| Document |
+---+

Weissman v. Radio Corporation of America, 80 F. Supp. 612 (S.D.N.Y. 1948)
September 29, 1948
RADIO CORPORATION OF AMERICA et al.
United States District Court S. D. New York.
Alfred S. Julien, of New York City (Jerome K. Soffer, of New York City, of counsel), for plaintiff.
Julian T. Abeles, of New York City, for defendants, Radio Corporation of America and Robbins Music Corporation.
Edwin P. Kilroe, of New York City (Julian T. Abeles, of New York City, of counsel), for defendants, Twentieth Century Music Corporation and Twentieth Century-Fox Film Corporation.
RIFKIND, District Judge.
This simple action has been vastly complicated by its procedural history. The sole consequence is that it will take many more words than it otherwise should to dispose of it. The merits of the action at no time presented any problem of magnitude.

+---+

| Data segment |
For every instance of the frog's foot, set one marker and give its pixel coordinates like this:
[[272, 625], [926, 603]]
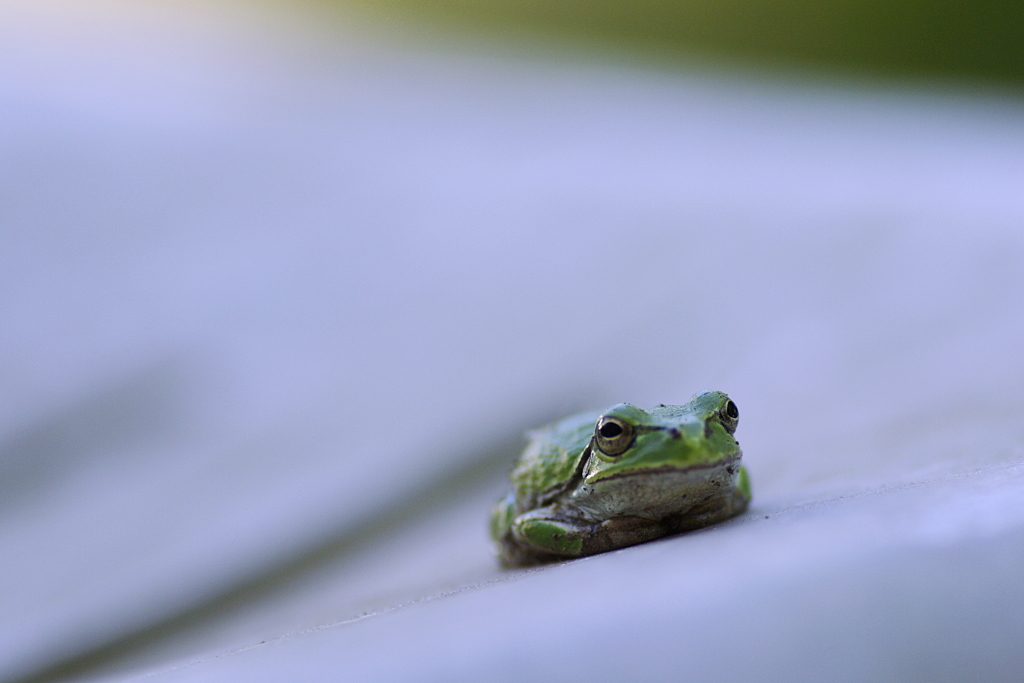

+---+

| What you need to do |
- 1) Answer each question from the court opinion, giving one answer per line marked the same way:
(a) On what date was the opinion issued?
(b) Which attorney appears for the plaintiff, not counting those of counsel?
(c) Which district judge wrote the opinion?
- 2) Pick up the court opinion on Weissman v. Radio Corporation of America after its last sentence and carry it on.

| Answers by task |
- 1)
(a) September 29, 1948
(b) Alfred S. Julien, of New York City
(c) Rifkind

- 2)
The action is for infringement of copyright. The complaint alleged that plaintiff was the author of an original musical work entitled "Huba-Huba" or "The Huba Song"; that on June 21, 1945, he procured a copyright thereto upon his compliance with all the applicable laws; that he published the musical work in conformity to the applicable statutes; that defendants infringed "by publicly performing a song entitled `Dig You Later (a Hubba-Hubba-Hubba)', by advertising same as `Huba Huba', by the sale for profit of sheet music containing said infringing title; by the manufacture and sale for profit of recordings of plaintiff's said song; by incorporating the title of plaintiff's said song in a moving or talking picture entitled `Doll Face' and also broadcast same". The prayer for relief asked for the usual injunction, for damages and an accounting for profits.
The complaint was filed on June 17, 1946. It was preceded by a notice to the defendants dated April 2, 1946, over the signature of plaintiff's attorney (not his present attorney), which read as follows:
"I represent one Irving Weissman, the author of a song whose title is `Huba *613 Huba' or `The Huba Song'. My client obtained a copyright of the song and title on June 21, 1945, through the Copyright Office of the U. S. A. Copyright No. 427089.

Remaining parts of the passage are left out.